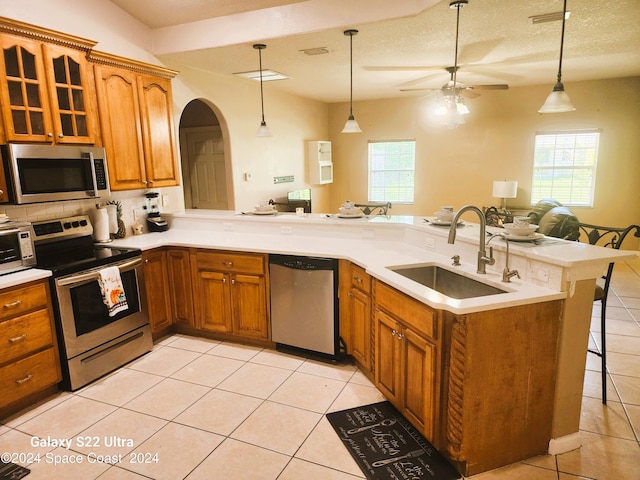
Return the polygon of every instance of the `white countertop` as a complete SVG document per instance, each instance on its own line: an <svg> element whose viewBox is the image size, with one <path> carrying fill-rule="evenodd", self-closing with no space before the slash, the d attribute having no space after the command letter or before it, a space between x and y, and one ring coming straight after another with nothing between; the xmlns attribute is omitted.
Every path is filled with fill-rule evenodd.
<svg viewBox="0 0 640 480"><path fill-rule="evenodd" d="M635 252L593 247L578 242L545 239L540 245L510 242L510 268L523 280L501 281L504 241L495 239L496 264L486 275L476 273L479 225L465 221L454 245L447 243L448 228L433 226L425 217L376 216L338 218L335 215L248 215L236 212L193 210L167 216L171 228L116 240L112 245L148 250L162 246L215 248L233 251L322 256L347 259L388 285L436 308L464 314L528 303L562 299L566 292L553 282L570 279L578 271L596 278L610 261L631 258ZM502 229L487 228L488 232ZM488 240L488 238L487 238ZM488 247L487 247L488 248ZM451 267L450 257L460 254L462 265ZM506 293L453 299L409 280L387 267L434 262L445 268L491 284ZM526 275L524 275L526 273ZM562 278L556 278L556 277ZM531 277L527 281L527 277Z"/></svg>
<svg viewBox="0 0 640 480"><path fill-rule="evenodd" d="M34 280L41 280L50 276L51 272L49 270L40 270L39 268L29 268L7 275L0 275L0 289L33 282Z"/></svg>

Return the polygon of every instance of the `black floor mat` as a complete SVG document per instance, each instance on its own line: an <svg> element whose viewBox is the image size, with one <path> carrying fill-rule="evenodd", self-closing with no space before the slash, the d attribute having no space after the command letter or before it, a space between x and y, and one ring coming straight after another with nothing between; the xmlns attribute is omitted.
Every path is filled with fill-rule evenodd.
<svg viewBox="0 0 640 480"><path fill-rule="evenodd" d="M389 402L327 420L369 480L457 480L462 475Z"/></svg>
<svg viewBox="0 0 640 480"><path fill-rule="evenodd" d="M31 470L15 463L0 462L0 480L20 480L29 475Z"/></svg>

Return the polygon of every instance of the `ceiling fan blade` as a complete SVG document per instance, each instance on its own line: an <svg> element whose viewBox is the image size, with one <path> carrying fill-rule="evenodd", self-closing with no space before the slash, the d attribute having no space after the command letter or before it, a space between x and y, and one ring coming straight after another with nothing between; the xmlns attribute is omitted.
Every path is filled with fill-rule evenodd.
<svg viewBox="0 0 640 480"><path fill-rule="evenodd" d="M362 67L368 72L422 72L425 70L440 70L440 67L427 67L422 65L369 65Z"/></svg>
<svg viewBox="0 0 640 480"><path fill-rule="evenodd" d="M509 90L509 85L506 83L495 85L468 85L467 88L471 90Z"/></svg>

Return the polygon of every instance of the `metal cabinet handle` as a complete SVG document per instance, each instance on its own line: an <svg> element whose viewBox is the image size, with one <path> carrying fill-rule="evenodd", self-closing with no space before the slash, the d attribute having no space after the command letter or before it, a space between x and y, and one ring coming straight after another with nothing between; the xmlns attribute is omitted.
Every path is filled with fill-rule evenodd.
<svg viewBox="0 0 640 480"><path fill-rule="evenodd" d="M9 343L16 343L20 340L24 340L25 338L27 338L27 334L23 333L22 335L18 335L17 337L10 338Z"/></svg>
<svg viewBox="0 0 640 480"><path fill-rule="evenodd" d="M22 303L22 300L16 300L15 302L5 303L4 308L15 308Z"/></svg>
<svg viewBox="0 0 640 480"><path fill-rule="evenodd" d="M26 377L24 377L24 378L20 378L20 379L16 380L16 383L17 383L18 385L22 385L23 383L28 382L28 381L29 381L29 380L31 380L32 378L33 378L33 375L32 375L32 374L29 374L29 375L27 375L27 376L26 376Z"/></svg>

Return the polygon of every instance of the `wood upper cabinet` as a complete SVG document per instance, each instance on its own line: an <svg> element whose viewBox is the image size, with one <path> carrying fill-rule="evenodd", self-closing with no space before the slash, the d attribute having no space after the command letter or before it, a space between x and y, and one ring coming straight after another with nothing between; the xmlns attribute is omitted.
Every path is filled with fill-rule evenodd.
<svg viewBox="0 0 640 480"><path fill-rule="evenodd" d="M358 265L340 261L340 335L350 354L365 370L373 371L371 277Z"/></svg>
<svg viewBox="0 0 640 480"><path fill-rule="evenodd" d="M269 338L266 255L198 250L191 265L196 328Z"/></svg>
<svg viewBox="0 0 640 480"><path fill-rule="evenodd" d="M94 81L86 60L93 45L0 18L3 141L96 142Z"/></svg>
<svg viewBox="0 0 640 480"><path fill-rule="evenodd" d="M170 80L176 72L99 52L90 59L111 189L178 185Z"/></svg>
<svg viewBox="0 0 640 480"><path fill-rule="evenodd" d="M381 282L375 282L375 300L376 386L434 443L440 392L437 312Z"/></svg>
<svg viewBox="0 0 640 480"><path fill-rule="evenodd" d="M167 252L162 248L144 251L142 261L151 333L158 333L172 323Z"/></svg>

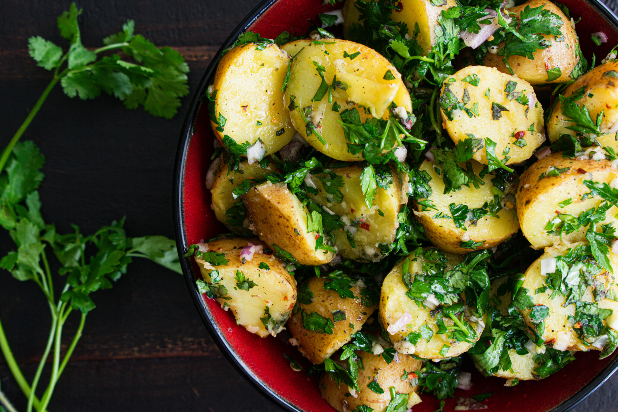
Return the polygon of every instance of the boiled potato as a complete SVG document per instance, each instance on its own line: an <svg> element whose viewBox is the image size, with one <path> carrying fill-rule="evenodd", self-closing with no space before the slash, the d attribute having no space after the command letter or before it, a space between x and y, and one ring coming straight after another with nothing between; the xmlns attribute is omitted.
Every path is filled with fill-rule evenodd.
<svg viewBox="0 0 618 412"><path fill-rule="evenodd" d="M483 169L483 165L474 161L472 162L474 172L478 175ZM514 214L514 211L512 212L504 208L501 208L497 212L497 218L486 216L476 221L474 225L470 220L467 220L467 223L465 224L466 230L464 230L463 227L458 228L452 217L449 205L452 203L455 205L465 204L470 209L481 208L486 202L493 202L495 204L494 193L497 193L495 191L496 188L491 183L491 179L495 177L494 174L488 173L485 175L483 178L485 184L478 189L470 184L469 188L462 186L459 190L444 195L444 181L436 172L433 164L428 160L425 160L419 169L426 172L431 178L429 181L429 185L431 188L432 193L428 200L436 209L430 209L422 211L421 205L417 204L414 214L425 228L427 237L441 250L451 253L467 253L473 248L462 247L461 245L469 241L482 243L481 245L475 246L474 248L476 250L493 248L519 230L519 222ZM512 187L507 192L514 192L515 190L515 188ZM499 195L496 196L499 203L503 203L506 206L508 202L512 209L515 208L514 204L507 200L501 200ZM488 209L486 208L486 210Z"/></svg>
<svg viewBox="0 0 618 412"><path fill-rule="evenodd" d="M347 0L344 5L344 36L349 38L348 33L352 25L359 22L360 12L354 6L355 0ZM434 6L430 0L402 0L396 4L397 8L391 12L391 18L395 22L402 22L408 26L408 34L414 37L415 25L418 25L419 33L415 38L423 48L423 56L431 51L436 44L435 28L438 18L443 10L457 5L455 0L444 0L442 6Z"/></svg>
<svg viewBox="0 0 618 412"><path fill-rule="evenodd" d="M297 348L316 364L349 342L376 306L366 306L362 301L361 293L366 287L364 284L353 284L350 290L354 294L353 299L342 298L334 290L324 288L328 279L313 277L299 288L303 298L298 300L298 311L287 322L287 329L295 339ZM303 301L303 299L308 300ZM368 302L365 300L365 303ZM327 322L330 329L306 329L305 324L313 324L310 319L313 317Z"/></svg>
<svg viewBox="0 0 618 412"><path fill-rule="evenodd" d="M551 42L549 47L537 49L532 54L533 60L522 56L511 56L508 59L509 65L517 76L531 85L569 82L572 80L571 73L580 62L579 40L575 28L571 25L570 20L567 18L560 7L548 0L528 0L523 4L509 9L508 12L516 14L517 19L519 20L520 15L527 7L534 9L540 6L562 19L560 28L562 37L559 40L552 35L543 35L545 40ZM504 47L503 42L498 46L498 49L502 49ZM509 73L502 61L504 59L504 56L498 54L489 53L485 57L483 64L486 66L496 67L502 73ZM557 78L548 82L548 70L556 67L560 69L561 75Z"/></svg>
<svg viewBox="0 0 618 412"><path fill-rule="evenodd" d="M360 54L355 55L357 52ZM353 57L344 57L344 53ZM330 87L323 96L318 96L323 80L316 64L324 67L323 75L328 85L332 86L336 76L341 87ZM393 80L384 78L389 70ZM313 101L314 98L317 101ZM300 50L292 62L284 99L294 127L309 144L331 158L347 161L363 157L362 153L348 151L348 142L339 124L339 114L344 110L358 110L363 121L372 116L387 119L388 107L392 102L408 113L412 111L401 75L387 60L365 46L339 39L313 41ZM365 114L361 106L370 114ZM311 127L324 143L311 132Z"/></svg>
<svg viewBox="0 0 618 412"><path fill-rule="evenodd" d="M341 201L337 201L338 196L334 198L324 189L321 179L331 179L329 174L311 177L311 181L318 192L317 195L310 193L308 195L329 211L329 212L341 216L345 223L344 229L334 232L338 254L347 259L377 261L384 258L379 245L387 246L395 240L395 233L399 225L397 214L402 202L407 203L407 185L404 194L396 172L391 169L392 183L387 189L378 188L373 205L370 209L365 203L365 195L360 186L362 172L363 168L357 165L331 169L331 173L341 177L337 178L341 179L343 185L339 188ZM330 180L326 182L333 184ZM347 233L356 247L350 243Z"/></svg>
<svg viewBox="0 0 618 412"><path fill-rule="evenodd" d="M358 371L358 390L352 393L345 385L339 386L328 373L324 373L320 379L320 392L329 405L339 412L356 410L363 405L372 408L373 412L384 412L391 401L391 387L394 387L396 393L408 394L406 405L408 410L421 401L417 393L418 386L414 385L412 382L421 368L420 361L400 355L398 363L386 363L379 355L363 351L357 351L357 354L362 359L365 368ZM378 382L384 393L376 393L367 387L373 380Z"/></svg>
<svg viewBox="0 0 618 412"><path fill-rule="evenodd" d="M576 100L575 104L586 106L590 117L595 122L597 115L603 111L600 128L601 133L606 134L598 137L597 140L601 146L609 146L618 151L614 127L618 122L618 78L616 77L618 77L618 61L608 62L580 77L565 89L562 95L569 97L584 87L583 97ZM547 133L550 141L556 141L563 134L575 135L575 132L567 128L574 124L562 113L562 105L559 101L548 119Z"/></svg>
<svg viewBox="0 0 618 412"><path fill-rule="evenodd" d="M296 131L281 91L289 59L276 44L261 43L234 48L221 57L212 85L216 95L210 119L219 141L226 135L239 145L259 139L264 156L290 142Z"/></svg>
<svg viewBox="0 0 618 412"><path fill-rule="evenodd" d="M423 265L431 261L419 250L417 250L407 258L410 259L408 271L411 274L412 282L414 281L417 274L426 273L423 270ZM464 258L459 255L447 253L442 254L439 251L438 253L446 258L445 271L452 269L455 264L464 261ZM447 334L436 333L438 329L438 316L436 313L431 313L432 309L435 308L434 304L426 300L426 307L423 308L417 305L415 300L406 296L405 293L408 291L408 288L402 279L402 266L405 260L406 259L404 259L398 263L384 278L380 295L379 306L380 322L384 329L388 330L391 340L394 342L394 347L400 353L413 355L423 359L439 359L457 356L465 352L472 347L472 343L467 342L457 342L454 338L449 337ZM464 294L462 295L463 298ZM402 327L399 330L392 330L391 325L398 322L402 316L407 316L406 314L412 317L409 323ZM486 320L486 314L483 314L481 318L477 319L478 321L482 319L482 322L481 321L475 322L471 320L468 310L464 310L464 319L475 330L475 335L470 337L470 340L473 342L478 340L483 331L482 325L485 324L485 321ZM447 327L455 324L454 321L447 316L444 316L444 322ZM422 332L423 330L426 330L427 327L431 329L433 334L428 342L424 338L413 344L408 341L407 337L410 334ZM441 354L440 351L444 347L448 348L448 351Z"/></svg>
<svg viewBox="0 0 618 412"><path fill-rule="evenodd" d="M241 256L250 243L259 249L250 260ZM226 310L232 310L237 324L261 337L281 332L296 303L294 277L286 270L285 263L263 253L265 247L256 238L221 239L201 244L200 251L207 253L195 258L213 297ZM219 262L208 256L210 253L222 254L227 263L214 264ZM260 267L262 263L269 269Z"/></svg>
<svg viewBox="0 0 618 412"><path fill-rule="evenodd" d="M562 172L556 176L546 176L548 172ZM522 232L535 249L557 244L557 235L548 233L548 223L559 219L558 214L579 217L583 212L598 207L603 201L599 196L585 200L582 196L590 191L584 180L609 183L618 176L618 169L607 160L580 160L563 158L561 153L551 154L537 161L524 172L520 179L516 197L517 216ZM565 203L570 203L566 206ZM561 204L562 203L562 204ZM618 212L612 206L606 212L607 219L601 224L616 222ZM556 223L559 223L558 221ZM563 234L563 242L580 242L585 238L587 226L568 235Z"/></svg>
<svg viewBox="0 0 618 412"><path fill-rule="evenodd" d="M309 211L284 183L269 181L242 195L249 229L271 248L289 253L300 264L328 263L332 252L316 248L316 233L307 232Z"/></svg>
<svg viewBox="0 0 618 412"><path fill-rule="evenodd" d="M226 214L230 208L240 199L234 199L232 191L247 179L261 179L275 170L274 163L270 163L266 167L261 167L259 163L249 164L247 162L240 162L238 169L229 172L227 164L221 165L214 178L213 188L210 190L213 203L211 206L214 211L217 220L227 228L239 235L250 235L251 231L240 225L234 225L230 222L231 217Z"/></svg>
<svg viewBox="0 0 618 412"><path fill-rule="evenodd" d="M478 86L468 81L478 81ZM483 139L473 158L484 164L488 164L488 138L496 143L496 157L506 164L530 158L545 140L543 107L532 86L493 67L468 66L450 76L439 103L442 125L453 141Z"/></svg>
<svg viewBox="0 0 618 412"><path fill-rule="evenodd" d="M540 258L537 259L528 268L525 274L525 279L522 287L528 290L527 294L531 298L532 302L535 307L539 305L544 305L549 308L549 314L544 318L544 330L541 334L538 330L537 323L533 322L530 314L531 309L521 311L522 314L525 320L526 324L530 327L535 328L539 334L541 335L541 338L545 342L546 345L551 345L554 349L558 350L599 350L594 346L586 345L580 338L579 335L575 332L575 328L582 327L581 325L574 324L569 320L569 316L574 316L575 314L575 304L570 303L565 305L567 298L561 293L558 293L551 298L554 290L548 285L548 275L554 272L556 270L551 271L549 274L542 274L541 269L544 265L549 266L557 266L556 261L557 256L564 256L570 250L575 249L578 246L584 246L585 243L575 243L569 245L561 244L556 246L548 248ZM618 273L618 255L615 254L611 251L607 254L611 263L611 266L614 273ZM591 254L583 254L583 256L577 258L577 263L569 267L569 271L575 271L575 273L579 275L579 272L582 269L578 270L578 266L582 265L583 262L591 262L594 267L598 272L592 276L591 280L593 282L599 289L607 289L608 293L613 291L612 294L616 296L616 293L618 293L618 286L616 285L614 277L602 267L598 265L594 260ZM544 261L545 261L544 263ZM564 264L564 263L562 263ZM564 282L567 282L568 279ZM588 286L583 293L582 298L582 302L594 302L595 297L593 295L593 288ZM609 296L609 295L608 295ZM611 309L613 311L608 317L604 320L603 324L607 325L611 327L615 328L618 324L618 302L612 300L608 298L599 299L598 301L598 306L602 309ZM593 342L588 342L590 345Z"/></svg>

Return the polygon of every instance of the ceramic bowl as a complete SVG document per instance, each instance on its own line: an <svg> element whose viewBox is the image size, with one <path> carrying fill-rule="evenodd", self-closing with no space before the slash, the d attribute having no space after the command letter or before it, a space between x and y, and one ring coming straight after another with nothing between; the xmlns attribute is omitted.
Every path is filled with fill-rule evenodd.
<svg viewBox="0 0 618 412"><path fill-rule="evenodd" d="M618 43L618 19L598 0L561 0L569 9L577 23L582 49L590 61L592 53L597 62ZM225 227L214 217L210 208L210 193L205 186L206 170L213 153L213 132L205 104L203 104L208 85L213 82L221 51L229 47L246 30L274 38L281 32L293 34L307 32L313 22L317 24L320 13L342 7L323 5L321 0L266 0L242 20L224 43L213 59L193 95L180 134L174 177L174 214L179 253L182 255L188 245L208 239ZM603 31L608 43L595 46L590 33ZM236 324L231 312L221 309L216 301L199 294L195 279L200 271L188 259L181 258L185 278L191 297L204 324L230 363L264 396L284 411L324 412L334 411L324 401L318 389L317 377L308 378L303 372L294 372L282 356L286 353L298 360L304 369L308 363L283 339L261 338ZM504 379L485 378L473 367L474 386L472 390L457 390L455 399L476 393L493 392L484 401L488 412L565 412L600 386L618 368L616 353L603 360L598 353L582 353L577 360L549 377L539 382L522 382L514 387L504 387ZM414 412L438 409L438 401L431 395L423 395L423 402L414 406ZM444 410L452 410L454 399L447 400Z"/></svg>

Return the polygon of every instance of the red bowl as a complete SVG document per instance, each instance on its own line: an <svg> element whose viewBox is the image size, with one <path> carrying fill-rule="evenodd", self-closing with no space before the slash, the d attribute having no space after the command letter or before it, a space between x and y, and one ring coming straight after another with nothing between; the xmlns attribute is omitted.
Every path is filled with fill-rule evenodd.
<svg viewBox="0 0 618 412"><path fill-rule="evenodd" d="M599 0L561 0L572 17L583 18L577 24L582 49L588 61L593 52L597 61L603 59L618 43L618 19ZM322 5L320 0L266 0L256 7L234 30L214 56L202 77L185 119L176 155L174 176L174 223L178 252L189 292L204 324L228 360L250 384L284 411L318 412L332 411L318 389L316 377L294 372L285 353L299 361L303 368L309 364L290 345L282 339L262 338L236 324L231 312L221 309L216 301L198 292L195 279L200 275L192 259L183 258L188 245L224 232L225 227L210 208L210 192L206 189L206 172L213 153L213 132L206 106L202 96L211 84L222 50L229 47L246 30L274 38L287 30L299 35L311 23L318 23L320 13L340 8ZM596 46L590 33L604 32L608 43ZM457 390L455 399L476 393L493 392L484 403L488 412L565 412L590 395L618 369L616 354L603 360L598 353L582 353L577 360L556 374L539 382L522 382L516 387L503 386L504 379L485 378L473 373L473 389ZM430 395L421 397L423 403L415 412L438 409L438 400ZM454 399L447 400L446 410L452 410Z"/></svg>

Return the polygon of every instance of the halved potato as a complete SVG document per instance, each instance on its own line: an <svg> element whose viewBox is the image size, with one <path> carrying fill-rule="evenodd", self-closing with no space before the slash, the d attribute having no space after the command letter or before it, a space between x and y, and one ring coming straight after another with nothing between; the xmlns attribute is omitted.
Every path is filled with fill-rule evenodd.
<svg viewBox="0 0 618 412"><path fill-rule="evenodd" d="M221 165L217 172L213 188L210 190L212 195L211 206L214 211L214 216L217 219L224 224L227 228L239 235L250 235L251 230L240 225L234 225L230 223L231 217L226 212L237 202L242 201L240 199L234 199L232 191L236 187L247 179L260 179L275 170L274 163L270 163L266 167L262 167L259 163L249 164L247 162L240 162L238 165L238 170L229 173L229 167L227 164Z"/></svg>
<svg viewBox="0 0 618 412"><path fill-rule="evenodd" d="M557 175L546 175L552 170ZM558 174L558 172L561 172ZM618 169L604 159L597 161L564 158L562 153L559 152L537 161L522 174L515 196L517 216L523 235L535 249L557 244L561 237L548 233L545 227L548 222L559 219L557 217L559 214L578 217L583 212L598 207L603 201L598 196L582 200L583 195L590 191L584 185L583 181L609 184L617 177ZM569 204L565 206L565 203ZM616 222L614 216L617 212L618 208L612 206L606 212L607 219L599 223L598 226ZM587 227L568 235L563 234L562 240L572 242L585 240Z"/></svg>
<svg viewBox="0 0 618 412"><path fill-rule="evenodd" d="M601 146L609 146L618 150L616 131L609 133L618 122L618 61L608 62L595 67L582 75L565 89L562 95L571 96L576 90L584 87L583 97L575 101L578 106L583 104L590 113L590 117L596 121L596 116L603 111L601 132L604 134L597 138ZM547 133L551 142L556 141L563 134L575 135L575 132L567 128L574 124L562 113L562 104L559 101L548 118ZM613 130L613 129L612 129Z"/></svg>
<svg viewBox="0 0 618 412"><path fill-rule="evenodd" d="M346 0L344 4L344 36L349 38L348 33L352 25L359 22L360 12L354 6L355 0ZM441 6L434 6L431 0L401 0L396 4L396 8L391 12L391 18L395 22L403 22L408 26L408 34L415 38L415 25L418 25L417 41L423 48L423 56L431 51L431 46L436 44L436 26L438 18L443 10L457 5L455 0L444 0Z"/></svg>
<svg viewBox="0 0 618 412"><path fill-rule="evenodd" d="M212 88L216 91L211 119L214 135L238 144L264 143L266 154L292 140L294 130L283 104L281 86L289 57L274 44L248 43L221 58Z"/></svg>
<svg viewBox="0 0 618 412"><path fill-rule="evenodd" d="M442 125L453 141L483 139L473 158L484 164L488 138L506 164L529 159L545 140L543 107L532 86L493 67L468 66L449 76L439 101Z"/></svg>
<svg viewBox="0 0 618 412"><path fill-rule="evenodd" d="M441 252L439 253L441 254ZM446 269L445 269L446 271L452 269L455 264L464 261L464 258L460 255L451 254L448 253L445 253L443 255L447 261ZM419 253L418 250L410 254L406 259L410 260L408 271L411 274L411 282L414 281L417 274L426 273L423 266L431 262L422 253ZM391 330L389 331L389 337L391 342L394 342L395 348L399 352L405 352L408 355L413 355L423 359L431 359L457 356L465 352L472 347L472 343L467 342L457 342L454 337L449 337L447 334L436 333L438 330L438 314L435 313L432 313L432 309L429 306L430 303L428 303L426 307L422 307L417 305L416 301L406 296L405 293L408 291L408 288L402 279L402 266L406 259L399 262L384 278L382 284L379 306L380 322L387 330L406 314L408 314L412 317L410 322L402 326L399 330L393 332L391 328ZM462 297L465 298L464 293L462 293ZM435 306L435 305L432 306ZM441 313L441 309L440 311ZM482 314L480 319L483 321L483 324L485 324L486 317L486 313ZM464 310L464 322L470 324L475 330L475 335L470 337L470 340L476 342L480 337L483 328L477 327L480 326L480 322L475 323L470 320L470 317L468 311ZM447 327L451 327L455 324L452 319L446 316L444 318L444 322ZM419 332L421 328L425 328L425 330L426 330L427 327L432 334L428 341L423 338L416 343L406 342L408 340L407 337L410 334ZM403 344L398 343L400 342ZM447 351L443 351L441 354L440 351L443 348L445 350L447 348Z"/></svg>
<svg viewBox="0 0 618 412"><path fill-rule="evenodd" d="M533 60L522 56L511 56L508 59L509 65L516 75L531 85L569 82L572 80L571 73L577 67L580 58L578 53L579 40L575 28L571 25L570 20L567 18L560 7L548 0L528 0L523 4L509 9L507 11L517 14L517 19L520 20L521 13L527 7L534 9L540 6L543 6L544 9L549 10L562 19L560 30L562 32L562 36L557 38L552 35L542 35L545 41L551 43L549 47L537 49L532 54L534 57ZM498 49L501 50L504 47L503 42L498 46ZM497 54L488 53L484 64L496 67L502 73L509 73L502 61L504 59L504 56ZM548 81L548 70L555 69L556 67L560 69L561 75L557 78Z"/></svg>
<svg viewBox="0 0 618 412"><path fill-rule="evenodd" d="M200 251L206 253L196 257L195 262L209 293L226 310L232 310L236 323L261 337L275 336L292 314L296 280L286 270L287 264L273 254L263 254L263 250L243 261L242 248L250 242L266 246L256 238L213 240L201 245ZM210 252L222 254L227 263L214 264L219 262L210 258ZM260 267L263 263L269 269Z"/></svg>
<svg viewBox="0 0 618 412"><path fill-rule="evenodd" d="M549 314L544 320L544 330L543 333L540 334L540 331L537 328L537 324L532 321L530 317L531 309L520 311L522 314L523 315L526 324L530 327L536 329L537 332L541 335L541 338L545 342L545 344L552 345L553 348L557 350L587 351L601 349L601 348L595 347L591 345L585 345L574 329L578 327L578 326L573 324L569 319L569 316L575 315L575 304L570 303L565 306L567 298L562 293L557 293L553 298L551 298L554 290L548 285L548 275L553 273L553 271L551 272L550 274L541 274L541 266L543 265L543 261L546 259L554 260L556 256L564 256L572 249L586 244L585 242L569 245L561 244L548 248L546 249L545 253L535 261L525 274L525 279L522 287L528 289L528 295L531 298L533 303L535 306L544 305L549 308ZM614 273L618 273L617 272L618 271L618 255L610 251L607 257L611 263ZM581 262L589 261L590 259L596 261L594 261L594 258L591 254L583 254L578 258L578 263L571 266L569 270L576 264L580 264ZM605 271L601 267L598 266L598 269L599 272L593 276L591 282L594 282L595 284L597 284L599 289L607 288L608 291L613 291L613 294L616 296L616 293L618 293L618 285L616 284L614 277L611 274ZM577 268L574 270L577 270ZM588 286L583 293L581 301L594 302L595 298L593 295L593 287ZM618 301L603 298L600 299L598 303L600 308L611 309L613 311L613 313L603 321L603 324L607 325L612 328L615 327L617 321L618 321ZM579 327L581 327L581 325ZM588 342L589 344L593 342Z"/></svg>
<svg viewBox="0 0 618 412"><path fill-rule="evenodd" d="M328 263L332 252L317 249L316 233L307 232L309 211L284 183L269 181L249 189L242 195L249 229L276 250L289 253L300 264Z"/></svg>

-------------------------

* WORK INSTRUCTIONS
Copy out again everything in the records from the line containing "Return the polygon of every instance of the halved" down to the line containing "175L546 175L552 170ZM558", with both of those lines included.

* WRITTEN RESPONSE
Return the polygon of every instance of the halved potato as a complete SVG document per instance, each instance on its own line: an <svg> element whose viewBox is the image size, with one <path> carrying fill-rule="evenodd", self-closing with no space before the slash, the d attribute having no space after the command letter or before it, a space between x and y, and one ring coming straight after another with nothing between; the xmlns attribute is omitted.
Every path is filled with fill-rule evenodd.
<svg viewBox="0 0 618 412"><path fill-rule="evenodd" d="M221 165L217 172L213 188L210 190L212 195L211 206L214 211L214 216L217 219L224 224L227 228L239 235L250 235L251 230L240 225L234 225L230 223L231 217L226 212L237 202L242 201L240 199L234 199L232 191L236 187L247 179L260 179L275 170L274 163L270 163L266 167L262 167L259 163L249 164L247 162L240 162L238 165L238 170L229 173L229 167L227 164Z"/></svg>
<svg viewBox="0 0 618 412"><path fill-rule="evenodd" d="M557 175L546 175L552 170ZM558 174L558 172L561 172ZM618 169L604 159L597 161L564 158L562 153L559 152L537 161L522 174L515 196L517 216L523 235L535 249L557 244L561 237L548 233L545 227L548 222L559 219L557 217L559 214L578 217L583 212L598 207L603 201L598 196L582 200L583 195L590 191L584 185L583 181L609 184L617 177ZM569 204L565 206L565 203ZM616 222L614 216L617 212L618 208L612 206L606 212L607 219L599 223L598 226ZM587 227L568 235L563 234L562 240L572 242L585 240Z"/></svg>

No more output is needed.